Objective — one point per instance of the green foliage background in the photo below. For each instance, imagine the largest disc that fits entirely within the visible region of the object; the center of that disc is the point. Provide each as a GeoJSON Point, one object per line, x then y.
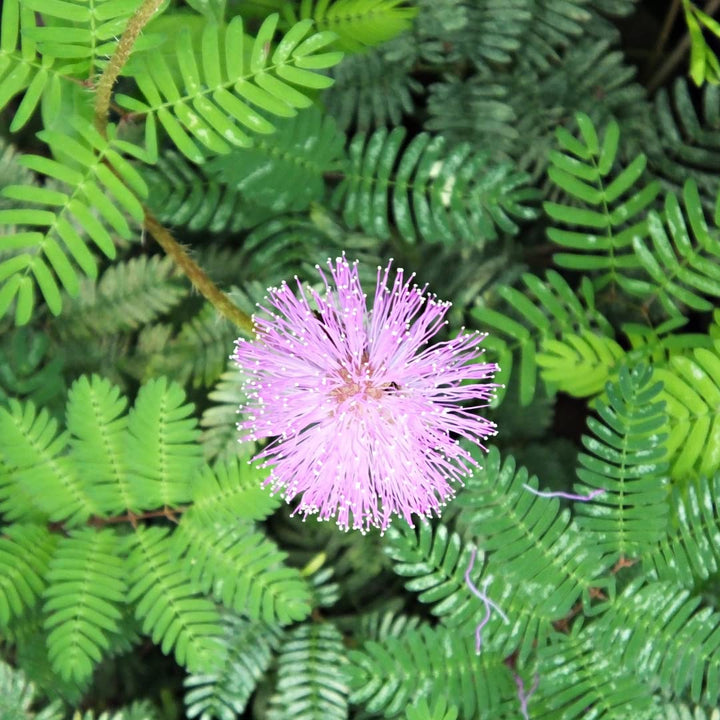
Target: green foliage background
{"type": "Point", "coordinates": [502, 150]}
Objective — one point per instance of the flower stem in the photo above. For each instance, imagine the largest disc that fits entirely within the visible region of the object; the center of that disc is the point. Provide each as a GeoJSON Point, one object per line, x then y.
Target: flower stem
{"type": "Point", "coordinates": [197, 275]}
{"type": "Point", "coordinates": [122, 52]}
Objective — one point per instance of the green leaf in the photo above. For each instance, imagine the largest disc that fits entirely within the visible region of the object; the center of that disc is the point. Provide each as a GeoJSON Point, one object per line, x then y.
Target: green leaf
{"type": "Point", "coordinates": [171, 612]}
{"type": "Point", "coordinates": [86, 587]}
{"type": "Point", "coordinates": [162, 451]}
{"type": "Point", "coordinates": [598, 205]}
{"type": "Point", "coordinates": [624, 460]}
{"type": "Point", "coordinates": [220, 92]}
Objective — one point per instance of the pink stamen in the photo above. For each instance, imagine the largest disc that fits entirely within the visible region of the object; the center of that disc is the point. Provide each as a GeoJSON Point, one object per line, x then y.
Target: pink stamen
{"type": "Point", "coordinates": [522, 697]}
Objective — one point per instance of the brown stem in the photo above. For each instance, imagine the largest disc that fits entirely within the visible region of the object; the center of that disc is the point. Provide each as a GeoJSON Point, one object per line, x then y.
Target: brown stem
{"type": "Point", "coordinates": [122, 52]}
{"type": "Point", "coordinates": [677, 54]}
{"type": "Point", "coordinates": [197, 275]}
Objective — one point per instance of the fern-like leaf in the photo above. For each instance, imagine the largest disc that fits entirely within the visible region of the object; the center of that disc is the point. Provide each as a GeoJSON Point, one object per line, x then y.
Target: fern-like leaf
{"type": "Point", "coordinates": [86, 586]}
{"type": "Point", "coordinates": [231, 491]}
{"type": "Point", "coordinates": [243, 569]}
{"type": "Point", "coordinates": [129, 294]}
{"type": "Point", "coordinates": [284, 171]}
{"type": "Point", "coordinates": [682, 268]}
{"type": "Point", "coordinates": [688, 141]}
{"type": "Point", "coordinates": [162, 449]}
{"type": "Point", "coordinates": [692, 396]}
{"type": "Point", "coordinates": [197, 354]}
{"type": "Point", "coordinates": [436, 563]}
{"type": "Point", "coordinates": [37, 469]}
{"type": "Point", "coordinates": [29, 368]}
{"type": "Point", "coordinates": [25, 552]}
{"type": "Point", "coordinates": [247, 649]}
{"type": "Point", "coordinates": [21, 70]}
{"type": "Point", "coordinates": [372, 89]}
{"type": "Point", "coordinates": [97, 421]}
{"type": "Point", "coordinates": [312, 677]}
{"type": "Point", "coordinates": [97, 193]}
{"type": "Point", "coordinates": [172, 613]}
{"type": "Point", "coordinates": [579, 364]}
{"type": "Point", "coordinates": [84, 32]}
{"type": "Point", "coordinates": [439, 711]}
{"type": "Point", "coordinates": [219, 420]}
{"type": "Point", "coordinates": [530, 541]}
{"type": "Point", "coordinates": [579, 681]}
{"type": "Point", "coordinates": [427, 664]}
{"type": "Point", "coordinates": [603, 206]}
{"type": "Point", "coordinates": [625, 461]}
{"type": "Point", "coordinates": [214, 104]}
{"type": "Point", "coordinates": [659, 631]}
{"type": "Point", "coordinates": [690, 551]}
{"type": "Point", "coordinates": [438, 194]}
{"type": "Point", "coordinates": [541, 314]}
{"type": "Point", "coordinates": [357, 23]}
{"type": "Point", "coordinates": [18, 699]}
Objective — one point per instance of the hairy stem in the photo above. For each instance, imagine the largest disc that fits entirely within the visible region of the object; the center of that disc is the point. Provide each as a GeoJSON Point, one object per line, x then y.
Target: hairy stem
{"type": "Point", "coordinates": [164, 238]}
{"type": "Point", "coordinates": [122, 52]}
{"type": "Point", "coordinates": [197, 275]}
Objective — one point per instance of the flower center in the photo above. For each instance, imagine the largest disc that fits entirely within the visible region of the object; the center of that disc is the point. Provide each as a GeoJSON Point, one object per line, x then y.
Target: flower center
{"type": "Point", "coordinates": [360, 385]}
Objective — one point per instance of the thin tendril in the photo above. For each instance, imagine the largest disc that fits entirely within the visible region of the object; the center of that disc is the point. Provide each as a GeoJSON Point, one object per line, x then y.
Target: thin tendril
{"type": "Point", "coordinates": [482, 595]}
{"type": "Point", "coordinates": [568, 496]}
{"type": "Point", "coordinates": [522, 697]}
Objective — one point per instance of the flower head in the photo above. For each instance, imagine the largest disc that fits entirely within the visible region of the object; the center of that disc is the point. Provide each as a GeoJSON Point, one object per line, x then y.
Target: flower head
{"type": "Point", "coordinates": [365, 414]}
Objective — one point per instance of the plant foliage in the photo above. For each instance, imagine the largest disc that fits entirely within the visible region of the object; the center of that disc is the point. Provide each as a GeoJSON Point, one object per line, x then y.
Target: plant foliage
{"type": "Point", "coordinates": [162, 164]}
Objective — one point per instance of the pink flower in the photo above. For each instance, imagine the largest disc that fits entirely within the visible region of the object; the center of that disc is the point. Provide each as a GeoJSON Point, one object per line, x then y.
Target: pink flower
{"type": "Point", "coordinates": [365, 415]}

------------------------

In the records above, find the line containing "Objective — one point per instance of the plant"; please retype it and every line after it through the last line, exactly and with nothing else.

FINAL ANSWER:
Objective — one point per instance of the plant foliage in the photo above. For each instance, imagine the largest disc that fits entirely within the visible region of the object; the center of that disc is the point. Provide each as a GeoJSON Point, one object per line, x then y.
Target: plant foliage
{"type": "Point", "coordinates": [162, 164]}
Objective — one point per instance of the pink flower in the photo above. For each instance, imagine the largest disc that fits entirely within the visible region of the object; the center of that disc is the point. Provide each as a GeoJSON Point, one object per line, x then y.
Target: pink flower
{"type": "Point", "coordinates": [365, 415]}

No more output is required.